(Natural-language object grounding data)
..........
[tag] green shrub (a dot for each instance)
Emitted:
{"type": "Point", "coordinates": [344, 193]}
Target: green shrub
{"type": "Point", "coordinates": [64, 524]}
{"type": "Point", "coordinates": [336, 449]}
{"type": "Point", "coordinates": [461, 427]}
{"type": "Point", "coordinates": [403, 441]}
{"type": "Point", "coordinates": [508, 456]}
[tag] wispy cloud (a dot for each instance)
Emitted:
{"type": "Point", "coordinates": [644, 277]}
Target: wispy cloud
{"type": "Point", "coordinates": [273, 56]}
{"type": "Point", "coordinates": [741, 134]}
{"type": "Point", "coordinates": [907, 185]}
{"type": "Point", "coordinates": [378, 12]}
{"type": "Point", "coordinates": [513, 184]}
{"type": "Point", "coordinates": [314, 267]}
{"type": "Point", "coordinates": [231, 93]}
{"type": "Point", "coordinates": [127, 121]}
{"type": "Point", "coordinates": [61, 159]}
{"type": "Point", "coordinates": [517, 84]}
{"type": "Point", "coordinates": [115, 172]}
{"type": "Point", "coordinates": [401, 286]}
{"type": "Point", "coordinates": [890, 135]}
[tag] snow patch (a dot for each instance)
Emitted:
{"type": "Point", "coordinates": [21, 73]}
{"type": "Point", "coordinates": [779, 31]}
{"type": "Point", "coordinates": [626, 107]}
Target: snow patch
..........
▶ [What to produce] Reproduce verbatim only the lines from the one holding "[tag] wispy cloud (a dot for each instance)" through the end of the records.

▶ [Response below]
[tag] wispy cloud (a dot for each instance)
Emitted:
{"type": "Point", "coordinates": [644, 277]}
Target: wispy cloud
{"type": "Point", "coordinates": [273, 56]}
{"type": "Point", "coordinates": [741, 134]}
{"type": "Point", "coordinates": [907, 185]}
{"type": "Point", "coordinates": [378, 12]}
{"type": "Point", "coordinates": [513, 184]}
{"type": "Point", "coordinates": [314, 267]}
{"type": "Point", "coordinates": [231, 93]}
{"type": "Point", "coordinates": [127, 121]}
{"type": "Point", "coordinates": [61, 159]}
{"type": "Point", "coordinates": [517, 84]}
{"type": "Point", "coordinates": [115, 172]}
{"type": "Point", "coordinates": [401, 286]}
{"type": "Point", "coordinates": [890, 135]}
[tag] snow patch (a dot for each instance)
Emitted:
{"type": "Point", "coordinates": [21, 73]}
{"type": "Point", "coordinates": [779, 31]}
{"type": "Point", "coordinates": [626, 107]}
Target: snow patch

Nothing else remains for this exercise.